Supplied information ::
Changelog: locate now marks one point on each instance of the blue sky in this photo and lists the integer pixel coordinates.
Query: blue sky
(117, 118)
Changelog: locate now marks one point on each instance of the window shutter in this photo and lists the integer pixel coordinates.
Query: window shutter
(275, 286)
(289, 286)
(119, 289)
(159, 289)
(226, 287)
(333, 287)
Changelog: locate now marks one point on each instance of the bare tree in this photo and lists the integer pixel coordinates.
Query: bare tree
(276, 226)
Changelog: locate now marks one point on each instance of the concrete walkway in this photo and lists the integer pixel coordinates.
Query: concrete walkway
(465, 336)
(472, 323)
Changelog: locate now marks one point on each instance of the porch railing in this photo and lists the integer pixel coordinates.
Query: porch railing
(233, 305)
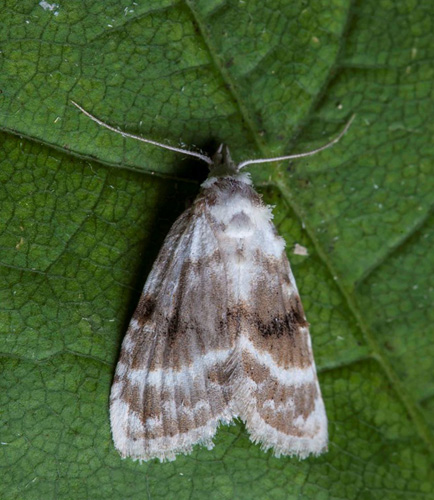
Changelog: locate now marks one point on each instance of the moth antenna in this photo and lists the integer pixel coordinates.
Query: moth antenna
(142, 139)
(301, 155)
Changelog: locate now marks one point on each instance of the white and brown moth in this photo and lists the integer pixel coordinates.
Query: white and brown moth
(219, 332)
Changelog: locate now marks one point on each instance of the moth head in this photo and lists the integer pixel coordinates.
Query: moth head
(221, 163)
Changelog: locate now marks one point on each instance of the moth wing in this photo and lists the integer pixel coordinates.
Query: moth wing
(279, 394)
(171, 390)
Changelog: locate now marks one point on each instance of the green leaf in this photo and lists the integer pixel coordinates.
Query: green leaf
(84, 212)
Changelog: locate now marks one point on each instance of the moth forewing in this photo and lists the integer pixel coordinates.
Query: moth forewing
(219, 331)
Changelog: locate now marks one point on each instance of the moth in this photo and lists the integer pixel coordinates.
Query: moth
(219, 332)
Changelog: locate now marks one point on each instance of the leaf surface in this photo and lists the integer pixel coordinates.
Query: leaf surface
(84, 212)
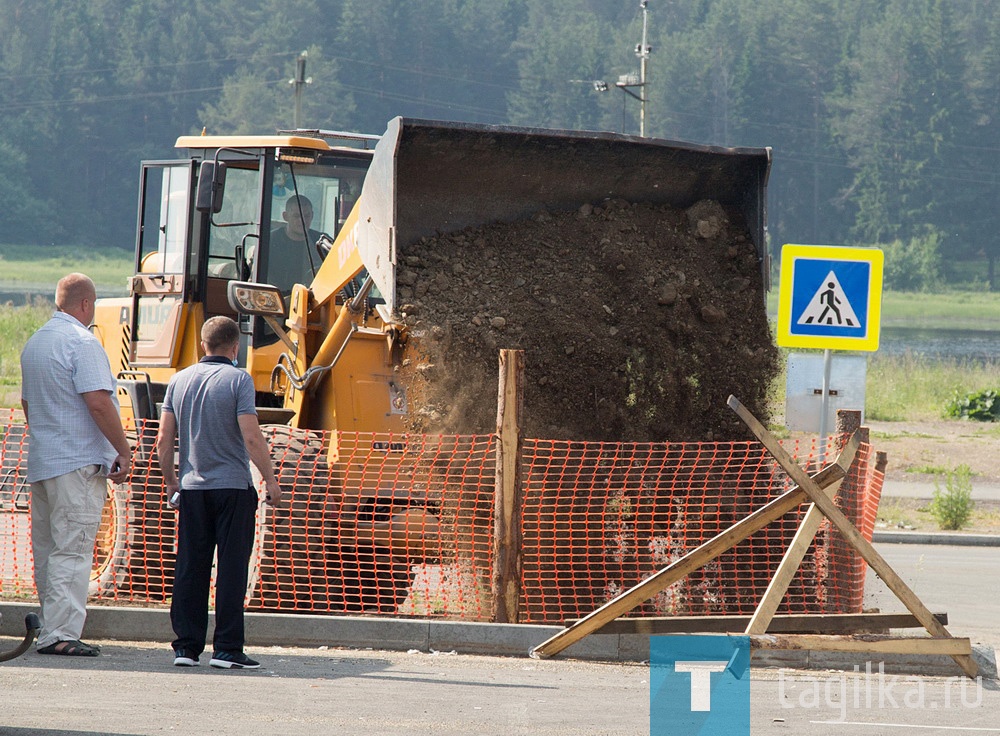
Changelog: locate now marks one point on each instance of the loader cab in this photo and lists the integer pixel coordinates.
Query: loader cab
(217, 215)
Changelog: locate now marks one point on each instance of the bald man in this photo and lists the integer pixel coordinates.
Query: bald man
(75, 443)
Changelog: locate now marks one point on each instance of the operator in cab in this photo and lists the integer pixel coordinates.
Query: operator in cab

Task to complete :: Quote every record above exactly, omitting any pictures they contain.

Result for this task ::
Changelog: locate now marks one point on each instance of the blue sky in this photo and lists the integer pixel coordinates.
Query: blue sky
(117, 118)
Changelog: locate now marks one point on each instance of the window shutter in this photo and lists the integer pixel coordinates.
Query: window shutter
(275, 286)
(289, 286)
(119, 289)
(159, 289)
(226, 287)
(333, 287)
Changelog: locate now marks one point on each instance of the bare tree in this photo and lists the integer pixel coordinates.
Query: bare tree
(276, 226)
Changelog: locate now marks one point on each instance of the concrete walkway in this photo and lists the integer pixel coordinates.
Query: concrete walkway
(465, 336)
(472, 323)
Changelog: locate now marks one point on each instance of the porch railing in this photo and lists the integer pixel coordinates.
Query: porch railing
(233, 305)
Changelog: locate now marks one point on each instance of the moth antenna in this photo and lists the integer pixel coordinates.
Query: moth antenna
(142, 139)
(301, 155)
Changelog: locate now marks one point on each instance of the white and brown moth in this photo and lists the integer pixel coordinates.
Query: white and brown moth
(219, 332)
Changelog: locate now marks one point on each instance of the moth head in this photo and lists the integer pixel coordinates.
Query: moth head
(221, 163)
Changelog: locate now marks one point on each instance of the moth wing in this photo and lists the integer pixel coordinates.
Query: moth wing
(279, 394)
(171, 390)
Changelog: locate now marks one point on each instance of the green leaf in this photo and lists the integer pixel coordinates.
Query: green leaf
(84, 212)
Changelog: locate now marks one point on each instance of the moth forewing in this photo and lists the integer pixel coordinates.
Query: moth forewing
(219, 331)
Changelog: locate now marks one point on each instance of the moth in this photo and lists the integer pixel coordinates.
Query: moth
(219, 332)
Changelog: locate now marks one point on each instance of the leaf surface in this photo and lists the integer pixel coordinates.
Query: leaf surface
(84, 212)
Changelog: locate now marks one point on each instance of the loader cab in this photo and lists the integer pixel coordinates.
Query: loader cab
(217, 215)
Changelog: locate now marks one point on each instance of the bald man in this photo and lists the integer pixel coordinates.
Query: bald man
(75, 443)
Changelog: locate now marks one point on each instance of the operator in cab in this photo and lists the integer pixel coordinates.
Query: operator in cab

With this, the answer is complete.